Stated problem> Select every line of the records that contains the word "chair" and copy each one out.

▼▼▼

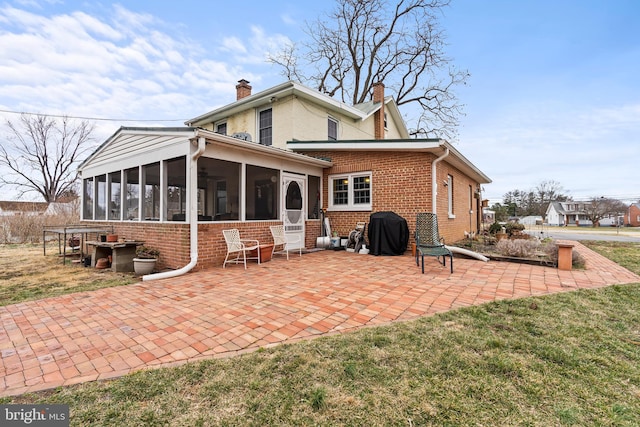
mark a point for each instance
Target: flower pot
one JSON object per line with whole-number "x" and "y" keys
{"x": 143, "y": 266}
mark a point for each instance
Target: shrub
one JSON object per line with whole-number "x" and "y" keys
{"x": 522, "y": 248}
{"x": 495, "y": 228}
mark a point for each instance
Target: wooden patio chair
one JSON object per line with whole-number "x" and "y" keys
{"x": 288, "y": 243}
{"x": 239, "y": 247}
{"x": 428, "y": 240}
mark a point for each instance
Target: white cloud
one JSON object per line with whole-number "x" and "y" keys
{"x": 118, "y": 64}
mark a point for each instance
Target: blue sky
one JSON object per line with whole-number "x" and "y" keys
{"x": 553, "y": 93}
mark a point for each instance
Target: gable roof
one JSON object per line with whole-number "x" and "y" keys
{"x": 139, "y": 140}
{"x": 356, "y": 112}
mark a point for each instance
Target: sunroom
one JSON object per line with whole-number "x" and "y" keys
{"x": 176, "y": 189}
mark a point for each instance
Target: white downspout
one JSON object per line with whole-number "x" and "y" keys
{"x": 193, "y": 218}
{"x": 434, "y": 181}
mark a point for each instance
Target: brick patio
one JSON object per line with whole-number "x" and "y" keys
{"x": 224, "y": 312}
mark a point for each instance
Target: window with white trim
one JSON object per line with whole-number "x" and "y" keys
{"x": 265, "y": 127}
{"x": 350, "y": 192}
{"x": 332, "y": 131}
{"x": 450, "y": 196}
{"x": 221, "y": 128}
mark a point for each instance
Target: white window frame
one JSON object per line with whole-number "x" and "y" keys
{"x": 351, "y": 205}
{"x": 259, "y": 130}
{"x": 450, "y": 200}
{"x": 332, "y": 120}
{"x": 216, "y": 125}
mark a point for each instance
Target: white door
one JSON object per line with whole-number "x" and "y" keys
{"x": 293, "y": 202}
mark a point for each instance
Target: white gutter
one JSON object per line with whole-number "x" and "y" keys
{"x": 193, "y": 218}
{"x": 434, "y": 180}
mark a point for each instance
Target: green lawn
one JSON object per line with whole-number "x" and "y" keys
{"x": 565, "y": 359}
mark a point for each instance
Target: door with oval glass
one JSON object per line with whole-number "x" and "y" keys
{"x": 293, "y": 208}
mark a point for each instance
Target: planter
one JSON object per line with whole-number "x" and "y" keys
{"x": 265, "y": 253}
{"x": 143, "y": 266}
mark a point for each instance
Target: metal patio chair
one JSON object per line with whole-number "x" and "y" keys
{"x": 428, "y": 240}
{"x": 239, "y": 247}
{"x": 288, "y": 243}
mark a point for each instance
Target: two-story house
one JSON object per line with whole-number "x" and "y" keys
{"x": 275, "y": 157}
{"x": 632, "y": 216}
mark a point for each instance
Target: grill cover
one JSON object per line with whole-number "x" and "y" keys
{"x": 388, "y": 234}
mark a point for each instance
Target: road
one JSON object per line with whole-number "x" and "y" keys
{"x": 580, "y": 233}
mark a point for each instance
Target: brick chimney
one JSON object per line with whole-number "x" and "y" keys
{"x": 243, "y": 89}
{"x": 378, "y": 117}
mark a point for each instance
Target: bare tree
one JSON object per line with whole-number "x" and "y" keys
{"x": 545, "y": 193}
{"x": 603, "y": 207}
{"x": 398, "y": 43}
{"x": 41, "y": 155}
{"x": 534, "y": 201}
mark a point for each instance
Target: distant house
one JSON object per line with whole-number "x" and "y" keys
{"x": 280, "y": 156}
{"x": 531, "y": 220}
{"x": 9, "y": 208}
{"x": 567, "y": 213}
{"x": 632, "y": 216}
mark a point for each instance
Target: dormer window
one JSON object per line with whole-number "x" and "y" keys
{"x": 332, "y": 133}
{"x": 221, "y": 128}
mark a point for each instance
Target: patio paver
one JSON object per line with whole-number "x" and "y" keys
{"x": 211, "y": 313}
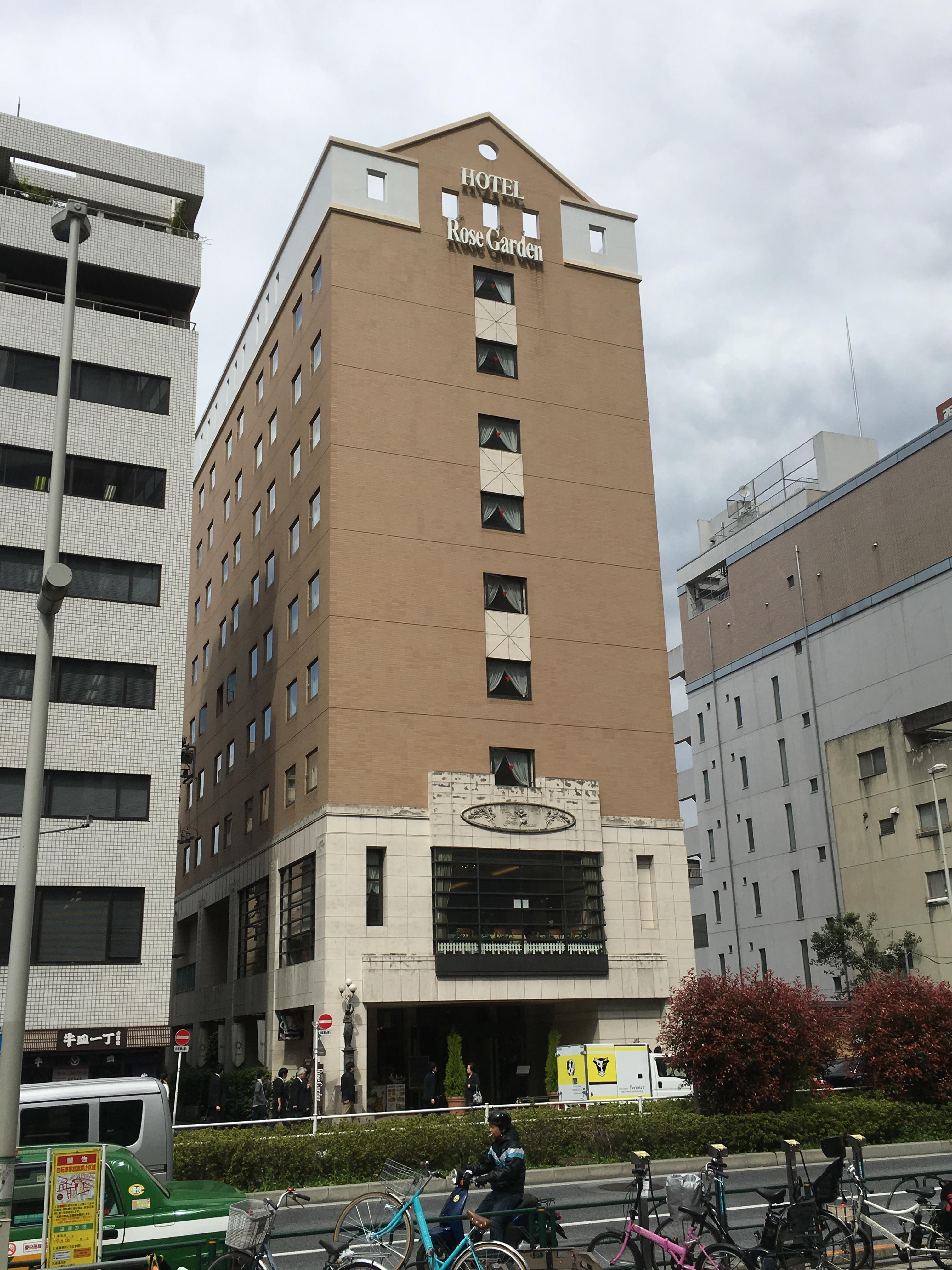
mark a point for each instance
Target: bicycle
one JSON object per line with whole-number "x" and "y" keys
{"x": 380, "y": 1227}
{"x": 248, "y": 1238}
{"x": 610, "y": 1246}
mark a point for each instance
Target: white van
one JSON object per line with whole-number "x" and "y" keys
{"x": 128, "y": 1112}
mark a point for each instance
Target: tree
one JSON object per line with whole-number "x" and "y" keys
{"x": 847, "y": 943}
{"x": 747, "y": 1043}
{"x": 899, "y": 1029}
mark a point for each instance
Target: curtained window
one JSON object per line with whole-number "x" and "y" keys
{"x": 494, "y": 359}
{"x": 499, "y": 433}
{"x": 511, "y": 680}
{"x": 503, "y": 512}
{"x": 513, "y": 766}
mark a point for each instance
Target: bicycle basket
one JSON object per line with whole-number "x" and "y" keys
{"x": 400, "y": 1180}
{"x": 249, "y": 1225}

▲▲▲
▼▼▼

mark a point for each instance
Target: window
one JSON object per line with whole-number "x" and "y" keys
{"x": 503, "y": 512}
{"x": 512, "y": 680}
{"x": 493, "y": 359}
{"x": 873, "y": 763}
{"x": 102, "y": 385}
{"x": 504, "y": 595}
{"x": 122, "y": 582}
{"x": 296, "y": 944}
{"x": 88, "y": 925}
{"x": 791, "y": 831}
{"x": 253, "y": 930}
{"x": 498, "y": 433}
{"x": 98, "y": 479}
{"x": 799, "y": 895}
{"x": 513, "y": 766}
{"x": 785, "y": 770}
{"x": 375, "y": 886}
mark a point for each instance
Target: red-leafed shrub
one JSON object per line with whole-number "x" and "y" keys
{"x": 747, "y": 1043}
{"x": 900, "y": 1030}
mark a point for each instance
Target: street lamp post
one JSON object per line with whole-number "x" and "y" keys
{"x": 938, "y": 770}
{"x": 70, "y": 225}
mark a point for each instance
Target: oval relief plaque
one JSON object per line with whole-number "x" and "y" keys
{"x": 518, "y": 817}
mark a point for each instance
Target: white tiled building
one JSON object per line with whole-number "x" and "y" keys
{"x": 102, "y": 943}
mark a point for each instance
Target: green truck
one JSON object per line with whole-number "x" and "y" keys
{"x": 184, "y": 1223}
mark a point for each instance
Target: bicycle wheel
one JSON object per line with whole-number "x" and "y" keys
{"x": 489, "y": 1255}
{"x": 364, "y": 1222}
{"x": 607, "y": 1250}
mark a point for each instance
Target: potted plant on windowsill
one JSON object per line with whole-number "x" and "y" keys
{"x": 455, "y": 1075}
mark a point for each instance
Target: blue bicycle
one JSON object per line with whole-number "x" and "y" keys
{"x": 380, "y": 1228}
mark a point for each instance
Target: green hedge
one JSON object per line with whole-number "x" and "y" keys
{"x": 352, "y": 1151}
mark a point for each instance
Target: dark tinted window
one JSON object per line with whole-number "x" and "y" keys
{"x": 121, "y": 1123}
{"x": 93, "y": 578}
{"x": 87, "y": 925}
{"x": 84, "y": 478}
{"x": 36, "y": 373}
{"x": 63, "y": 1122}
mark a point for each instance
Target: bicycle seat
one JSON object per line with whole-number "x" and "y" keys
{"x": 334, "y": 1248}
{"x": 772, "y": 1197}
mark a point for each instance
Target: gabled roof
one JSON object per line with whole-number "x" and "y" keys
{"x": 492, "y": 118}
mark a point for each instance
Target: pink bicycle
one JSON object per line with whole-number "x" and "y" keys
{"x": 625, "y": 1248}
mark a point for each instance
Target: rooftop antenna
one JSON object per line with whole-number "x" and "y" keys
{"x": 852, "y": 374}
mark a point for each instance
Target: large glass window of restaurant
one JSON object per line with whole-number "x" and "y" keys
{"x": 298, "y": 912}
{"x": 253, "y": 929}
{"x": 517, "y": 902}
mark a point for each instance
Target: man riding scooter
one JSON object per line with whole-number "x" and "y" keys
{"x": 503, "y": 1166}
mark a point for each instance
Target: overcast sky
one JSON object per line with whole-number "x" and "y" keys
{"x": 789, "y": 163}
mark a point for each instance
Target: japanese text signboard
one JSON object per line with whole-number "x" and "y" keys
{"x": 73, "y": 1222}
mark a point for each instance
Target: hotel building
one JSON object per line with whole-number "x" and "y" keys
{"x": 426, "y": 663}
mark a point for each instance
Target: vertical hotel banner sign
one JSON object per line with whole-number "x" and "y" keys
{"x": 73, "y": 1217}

▲▲▲

Task output>
Target: wooden patio chair
Target: metal patio chair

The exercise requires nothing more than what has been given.